··· Data provided
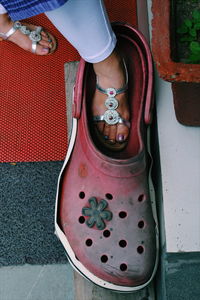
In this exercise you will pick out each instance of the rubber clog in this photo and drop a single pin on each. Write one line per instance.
(105, 211)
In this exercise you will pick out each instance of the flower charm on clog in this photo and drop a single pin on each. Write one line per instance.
(97, 213)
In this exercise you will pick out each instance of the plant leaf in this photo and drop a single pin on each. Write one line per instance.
(195, 48)
(186, 39)
(196, 14)
(182, 29)
(197, 26)
(193, 32)
(188, 23)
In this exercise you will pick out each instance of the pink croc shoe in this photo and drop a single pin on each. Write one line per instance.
(105, 207)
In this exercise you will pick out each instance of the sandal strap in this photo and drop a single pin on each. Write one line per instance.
(120, 120)
(6, 35)
(112, 91)
(34, 35)
(111, 115)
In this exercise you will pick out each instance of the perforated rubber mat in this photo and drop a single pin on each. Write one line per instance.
(32, 94)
······
Please lay out everything from the line containing "of the perforated" down to the end of the items as a numbered list, leaving out any blank lines.

▶ **Result**
1. In this exercise you will pick out each instance of the perforated rubber mat in this photo and drop a single pin on each. Write one line per instance.
2. (32, 94)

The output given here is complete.